23 Million Protestant Hispanic Americans

While looking at demographic data for Latinos/as in the United States, I found two numbers that hit me like a 98-mile-an-hour pitch (pardon my baseball reference, but I am currently distracted by the World Baseball Classic playing in Miami, FL).

Instinctively, I knew this data, but I hadn’t realized it included such staggering figures. To give some context to these two figures that stunned me, we first need to understand that there are approximately 62.9 million Latinos/as in the U.S. (18.9% of the population). Of these 62.9 million Latinos/as, 23 million (38%) are Protestants of various stripes.

Two Astonishing Numbers

What is astonishing is that of the 23 million Latino/a Protestants, 14 million (60%) are women, and 16 million (73%) are 49 years old or younger. The bottom line is that these two numbers tell us that the future of Protestantism in Hispanic America is young women. These numbers are very important and signal a need for church leaders and educators to think about how we shape future leaders in response to these demographic realities.

How We Can Prepare

Some questions and ideas assailed me as I thought about the implications of these numbers.

First, are we recruiting and training more women? Since many more women are in our pews, we must recruit more young Latina women to lead and minister to these congregations.

_SUPPLIED RECORDS_:
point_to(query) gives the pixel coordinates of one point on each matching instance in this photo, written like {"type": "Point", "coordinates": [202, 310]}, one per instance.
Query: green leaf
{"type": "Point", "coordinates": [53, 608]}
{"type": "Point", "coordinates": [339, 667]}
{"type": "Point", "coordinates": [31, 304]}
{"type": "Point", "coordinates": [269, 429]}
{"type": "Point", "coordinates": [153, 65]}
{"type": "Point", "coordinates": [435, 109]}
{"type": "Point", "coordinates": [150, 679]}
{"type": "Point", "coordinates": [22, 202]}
--
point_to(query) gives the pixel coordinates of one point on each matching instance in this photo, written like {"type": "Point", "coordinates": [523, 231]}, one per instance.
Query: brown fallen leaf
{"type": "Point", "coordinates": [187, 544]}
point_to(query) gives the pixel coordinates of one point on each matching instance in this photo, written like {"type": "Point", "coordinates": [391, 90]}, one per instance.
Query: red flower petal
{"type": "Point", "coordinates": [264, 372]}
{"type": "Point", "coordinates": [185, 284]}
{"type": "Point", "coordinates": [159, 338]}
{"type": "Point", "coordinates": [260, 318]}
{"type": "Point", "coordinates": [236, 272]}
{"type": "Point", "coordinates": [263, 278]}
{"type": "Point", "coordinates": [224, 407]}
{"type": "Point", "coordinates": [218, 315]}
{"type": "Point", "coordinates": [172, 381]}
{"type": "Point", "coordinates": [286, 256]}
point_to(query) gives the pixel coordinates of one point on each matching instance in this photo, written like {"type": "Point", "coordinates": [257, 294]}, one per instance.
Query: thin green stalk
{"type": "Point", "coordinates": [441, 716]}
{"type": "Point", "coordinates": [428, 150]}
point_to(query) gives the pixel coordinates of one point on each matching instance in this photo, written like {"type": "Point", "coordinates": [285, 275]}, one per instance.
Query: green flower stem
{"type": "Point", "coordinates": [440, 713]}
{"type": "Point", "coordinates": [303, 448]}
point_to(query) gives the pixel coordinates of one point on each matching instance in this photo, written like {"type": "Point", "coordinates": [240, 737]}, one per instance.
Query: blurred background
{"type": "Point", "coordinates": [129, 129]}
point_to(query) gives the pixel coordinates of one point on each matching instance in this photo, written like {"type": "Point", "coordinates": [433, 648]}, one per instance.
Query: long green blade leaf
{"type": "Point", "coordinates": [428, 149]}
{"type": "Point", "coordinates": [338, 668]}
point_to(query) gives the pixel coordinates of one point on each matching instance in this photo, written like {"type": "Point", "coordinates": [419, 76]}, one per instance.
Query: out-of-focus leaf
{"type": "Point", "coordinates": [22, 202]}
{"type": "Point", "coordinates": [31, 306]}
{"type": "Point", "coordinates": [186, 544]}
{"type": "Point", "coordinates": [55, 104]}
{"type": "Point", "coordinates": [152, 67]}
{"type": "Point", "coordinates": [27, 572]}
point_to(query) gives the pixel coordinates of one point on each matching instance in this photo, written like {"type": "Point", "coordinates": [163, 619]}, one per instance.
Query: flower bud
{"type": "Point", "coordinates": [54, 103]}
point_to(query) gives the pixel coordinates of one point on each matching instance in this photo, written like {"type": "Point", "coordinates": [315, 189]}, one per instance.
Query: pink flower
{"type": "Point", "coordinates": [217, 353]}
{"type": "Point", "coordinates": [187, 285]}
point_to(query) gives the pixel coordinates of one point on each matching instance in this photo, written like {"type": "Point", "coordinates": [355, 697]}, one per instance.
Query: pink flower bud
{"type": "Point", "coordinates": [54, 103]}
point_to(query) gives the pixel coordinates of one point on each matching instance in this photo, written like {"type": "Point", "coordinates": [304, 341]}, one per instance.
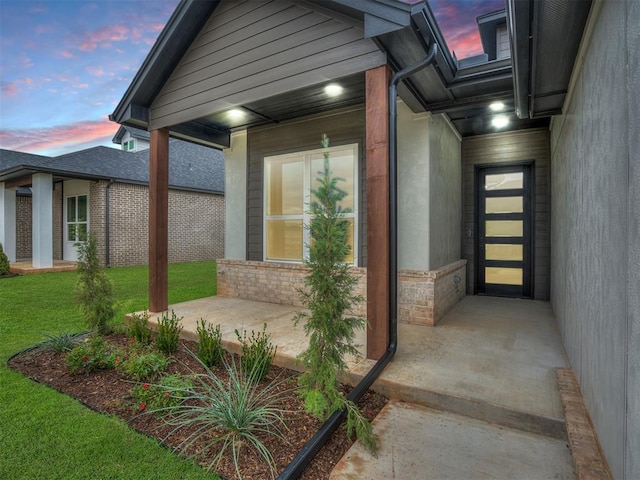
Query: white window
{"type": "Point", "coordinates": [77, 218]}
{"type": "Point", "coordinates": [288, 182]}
--
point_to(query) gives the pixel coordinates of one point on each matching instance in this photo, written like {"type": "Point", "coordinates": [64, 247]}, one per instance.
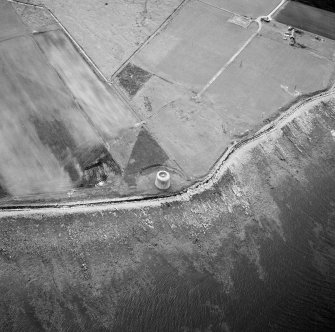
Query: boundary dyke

_QUESTIONS TO ANSWER_:
1: Copy the passage of the article on Latino/a Protestants from "Two Astonishing Numbers" up to and including "to these congregations.", word for word.
2: According to the article on Latino/a Protestants, why must churches recruit more young Latina women to lead and minister? Answer in one to three sentences.

_ANSWERS FOR THE TASKS_:
1:
Two Astonishing Numbers

What is astonishing is that of the 23 million Latino/a Protestants, 14 million (60%) are women, and 16 million (73%) are 49 years old or younger. The bottom line is that these two numbers tell us that the future of Protestantism in Hispanic America is young women. These numbers are very important and signal a need for church leaders and educators to think about how we shape future leaders in response to these demographic realities.

How We Can Prepare

Some questions and ideas assailed me as I thought about the implications of these numbers.

First, are we recruiting and training more women? Since many more women are in our pews, we must recruit more young Latina women to lead and minister to these congregations.

2: Many more women are in the pews. Of the 23 million Latino/a Protestants, 14 million (60%) are women, and 16 million (73%) are 49 or younger, so the future of Protestantism in Hispanic America is young women.